Fragmento de origen:
***

Estoy en mi jardín, haciendo esta grabación. Los perros han salido conmigo para hacer sus necesidades. No los puedo ver, pero eso es normal. Ahora si ya puedo empezar a disfrutar del amanecer, del silencio y la oscuridad. Ahhh…

Bebito

4:18
Acabo de terminar mi cigarro. Ya estoy tranquilo, relajado, listo para sentarme a leer mi correo, Facebook, etc. Decido quedarme unos minutos más. Se está tan bien aquí. Hoy va a ser un buen día, con la ayuda de Dios y la mía.

4:20
¡Mierda! Los perros se volvieron locos ladrando. Corriendo y sin zapatos, tengo que ir hasta el fondo del jardín. Unos cincuenta o sesenta metros, para ver qué pasa y meterlos de inmediato. 
En este vecindario si uno hace cualqier tipo de ruido que moleste a un vecino, llaman al 311 (problemas locales, no emergencias) pero igual mandan a la policía.

***

(Registros de datos)
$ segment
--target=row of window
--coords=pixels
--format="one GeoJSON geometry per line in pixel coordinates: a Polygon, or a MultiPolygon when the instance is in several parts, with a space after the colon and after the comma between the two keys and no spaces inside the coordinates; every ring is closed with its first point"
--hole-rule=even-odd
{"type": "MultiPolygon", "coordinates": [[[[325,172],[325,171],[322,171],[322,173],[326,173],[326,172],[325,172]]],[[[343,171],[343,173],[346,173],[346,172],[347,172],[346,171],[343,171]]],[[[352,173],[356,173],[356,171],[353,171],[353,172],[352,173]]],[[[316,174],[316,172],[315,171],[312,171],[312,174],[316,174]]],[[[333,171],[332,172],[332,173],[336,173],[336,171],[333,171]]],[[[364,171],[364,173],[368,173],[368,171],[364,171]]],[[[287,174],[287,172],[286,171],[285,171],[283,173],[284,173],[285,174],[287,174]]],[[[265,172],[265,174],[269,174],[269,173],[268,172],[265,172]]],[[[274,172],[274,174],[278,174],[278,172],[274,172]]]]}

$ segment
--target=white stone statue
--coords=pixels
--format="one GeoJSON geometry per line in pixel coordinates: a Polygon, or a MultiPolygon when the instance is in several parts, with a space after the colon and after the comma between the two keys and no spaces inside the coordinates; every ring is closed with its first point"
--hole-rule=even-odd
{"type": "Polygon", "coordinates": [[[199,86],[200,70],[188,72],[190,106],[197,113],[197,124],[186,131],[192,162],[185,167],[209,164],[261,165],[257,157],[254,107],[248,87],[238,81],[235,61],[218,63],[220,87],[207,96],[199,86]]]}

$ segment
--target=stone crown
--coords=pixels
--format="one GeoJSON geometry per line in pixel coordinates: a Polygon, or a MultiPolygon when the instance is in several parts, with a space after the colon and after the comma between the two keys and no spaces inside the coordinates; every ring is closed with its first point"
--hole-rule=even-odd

***

Tareas del ejercicio:
1. Según el relato del jardín, ¿qué distancia hay que recorrer hasta el fondo del jardín?
2. Continúa el relato del jardín a partir de su última oración.
Los datos son un material independiente del relato del jardín.

Respuestas escritas:
1. Unos cincuenta o sesenta metros.

2.
Llego al fondo corriendo. Casi me he caído y he pisado una ramita o algo puntiagudo, porque me duele mucho la planta del pie. En el borde superior de la cerca hay un maldito mapache, mirando inmutable a este par de retrasados mentales que ladran con toda la fuerza de sus pulmones.


Los angelitos y los mapaches

Traté de enseñarles algún truco, como sentarse, echarse, cualquier cosa. Nada. Son más brutos que una tapia. Los metimos a una escuela de entrenamiento y solo aprendieron a orinar y cagar fuera de su entorno habitual, que es la cocina y la lavandería. La mayor parte del tiempo salen al jardín, pero en cuanto uno se descuida, se van a la sala, y se cagan ahí. Los dos. Y saben que está mal, porque luego se esconden. Pero insisten y llevamos años luchando con esto sin ningún resultado positivo. Después de tantos años ya son familia.

4:25
Logro cargar a ambos y los llevo dentro. Vuelvo a pisar la misma ramita, pero esta vez con el otro pie. Cojear de ambos pies y con una rodilla que me duele mucho, arruina mi estadía en el jardín.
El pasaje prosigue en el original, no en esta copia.